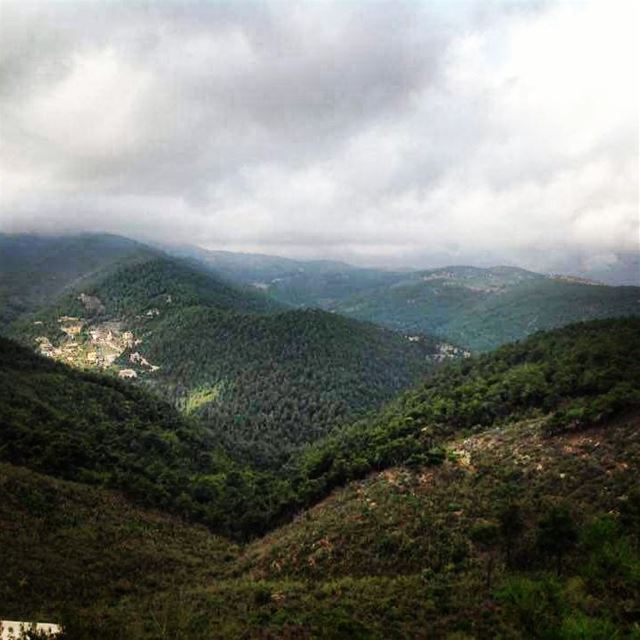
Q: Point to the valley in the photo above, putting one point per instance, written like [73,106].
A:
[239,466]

---

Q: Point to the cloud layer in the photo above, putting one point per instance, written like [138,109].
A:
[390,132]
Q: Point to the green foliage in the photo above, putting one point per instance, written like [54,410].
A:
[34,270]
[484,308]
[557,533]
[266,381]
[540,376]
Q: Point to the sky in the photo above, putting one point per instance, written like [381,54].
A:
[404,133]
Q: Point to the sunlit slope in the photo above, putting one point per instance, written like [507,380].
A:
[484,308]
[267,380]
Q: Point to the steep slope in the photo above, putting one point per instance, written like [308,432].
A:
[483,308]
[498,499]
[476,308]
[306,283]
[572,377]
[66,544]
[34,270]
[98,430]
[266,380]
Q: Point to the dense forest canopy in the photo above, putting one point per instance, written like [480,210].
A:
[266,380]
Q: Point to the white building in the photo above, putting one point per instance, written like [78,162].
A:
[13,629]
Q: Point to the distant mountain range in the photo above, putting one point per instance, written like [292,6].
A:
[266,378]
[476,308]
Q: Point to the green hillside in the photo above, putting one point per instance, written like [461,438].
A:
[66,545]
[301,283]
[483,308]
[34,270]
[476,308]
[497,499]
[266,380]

Exercise aim ::
In the material above, find each line containing the word "green" and copy it.

Answer to this exercise ::
Q: Point to the green foliage in the photo above, putting one point per instance, written like [54,410].
Q: Point to the green hillside in the photo above, putting one point per instance, written like [461,438].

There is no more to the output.